*** RECORDS SHOWN ***

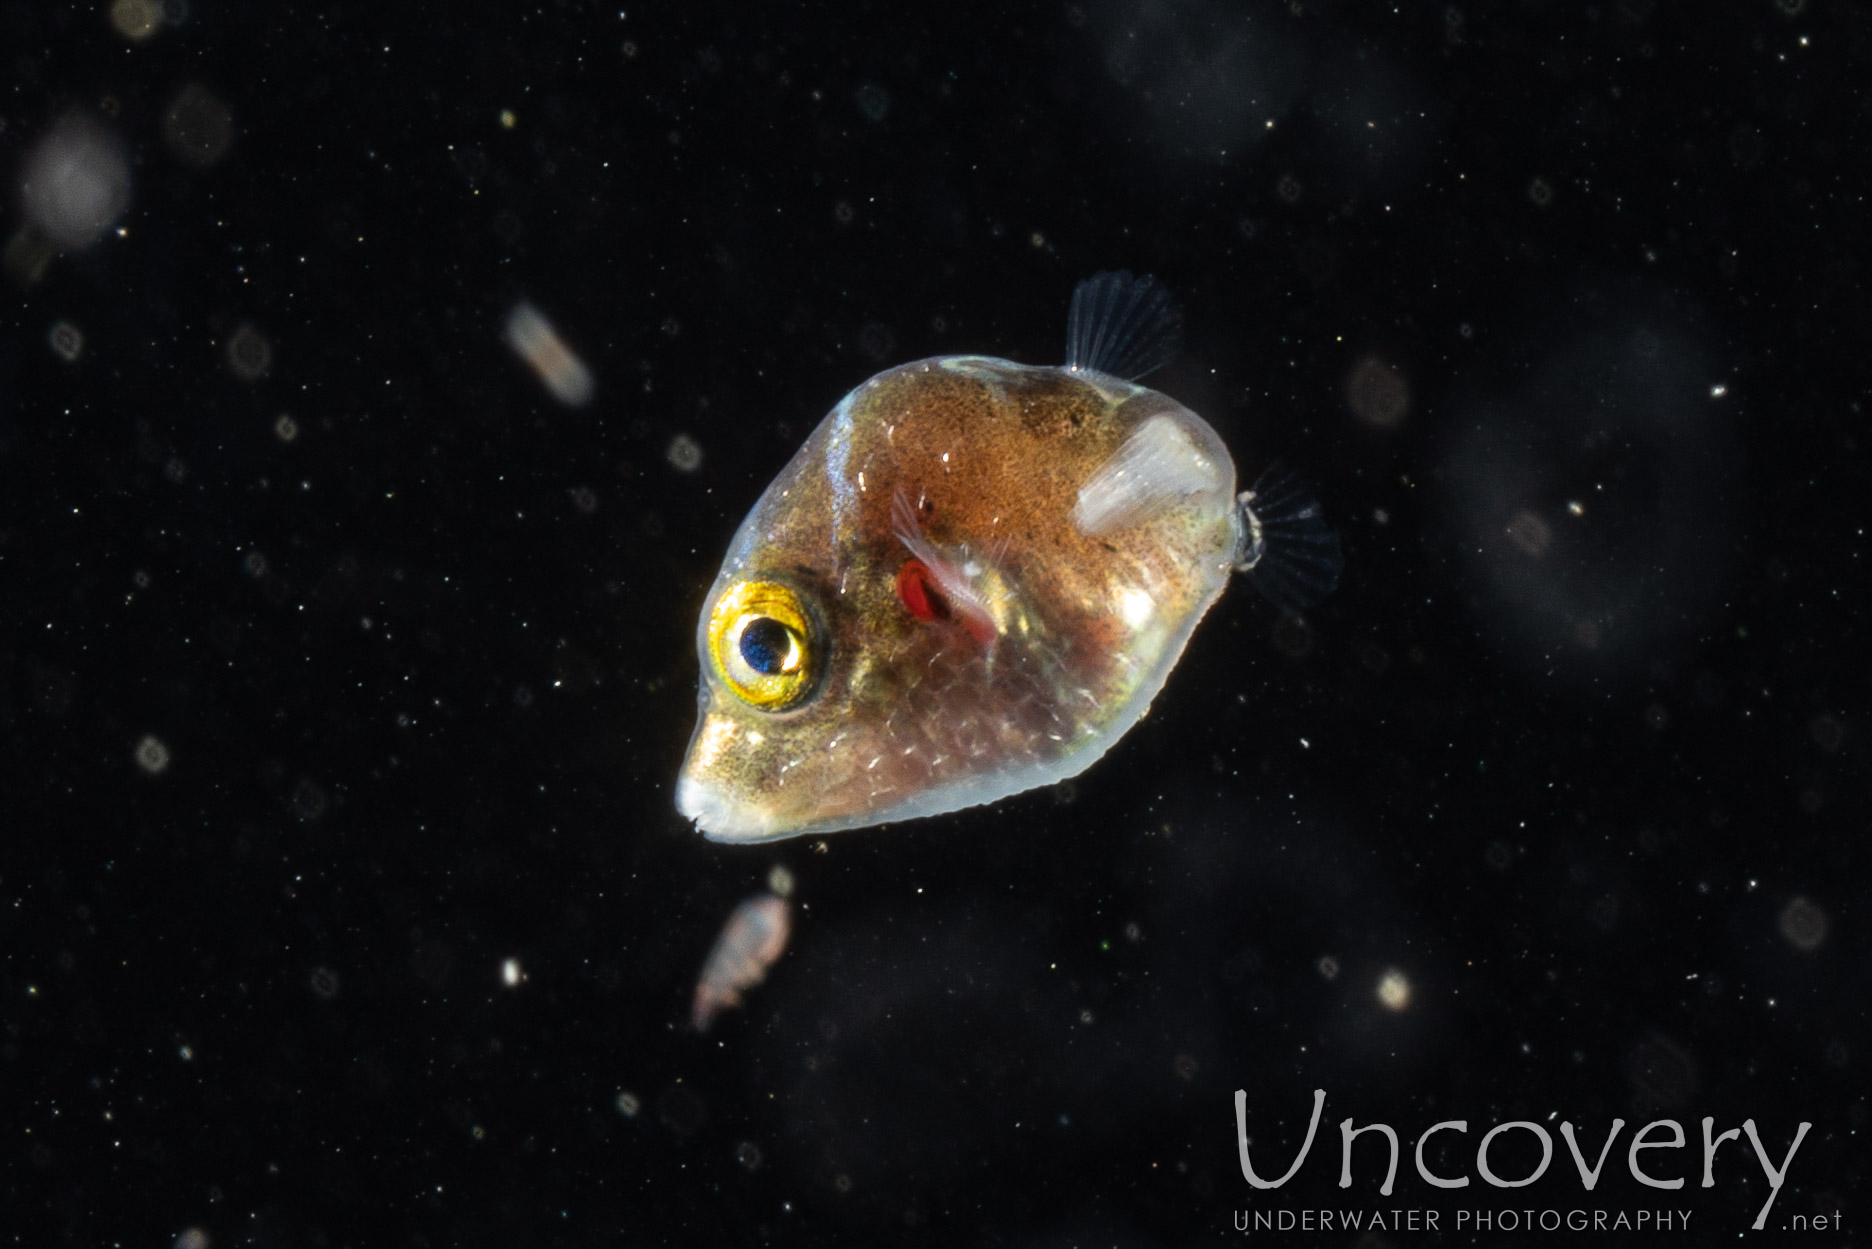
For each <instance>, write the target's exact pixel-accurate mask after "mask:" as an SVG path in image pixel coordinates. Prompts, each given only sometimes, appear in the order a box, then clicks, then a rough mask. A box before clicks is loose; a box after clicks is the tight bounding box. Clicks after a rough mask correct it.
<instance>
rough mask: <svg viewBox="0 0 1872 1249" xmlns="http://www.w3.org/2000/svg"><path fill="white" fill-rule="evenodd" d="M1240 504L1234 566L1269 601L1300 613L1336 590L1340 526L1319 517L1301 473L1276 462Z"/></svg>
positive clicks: (1344, 564)
mask: <svg viewBox="0 0 1872 1249" xmlns="http://www.w3.org/2000/svg"><path fill="white" fill-rule="evenodd" d="M1236 507H1237V509H1239V515H1241V547H1239V549H1237V551H1236V567H1237V569H1239V571H1243V573H1247V577H1249V580H1250V582H1254V588H1256V590H1260V592H1262V595H1264V597H1265V599H1267V601H1269V603H1273V605H1275V607H1279V609H1280V610H1284V612H1290V614H1297V612H1299V610H1301V609H1303V607H1312V605H1314V603H1318V601H1320V599H1324V597H1325V595H1327V594H1331V592H1333V586H1337V584H1338V573H1340V569H1342V567H1344V566H1346V556H1344V552H1342V551H1340V547H1338V530H1335V528H1333V526H1329V524H1327V522H1325V517H1322V515H1320V500H1318V498H1316V496H1314V492H1312V487H1309V485H1307V483H1305V481H1303V479H1301V476H1299V474H1297V472H1294V470H1292V468H1288V466H1286V464H1279V463H1277V464H1273V466H1271V468H1269V470H1267V472H1264V474H1262V476H1260V479H1258V481H1256V483H1254V489H1252V491H1245V492H1243V494H1241V498H1239V500H1237V502H1236Z"/></svg>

*** End of RECORDS SHOWN ***

* **WHAT NEEDS TO BE DONE**: Please work out how many lines in the listing above contain the string "instance", and answer with that number only.

* **ANSWER SECTION**: 2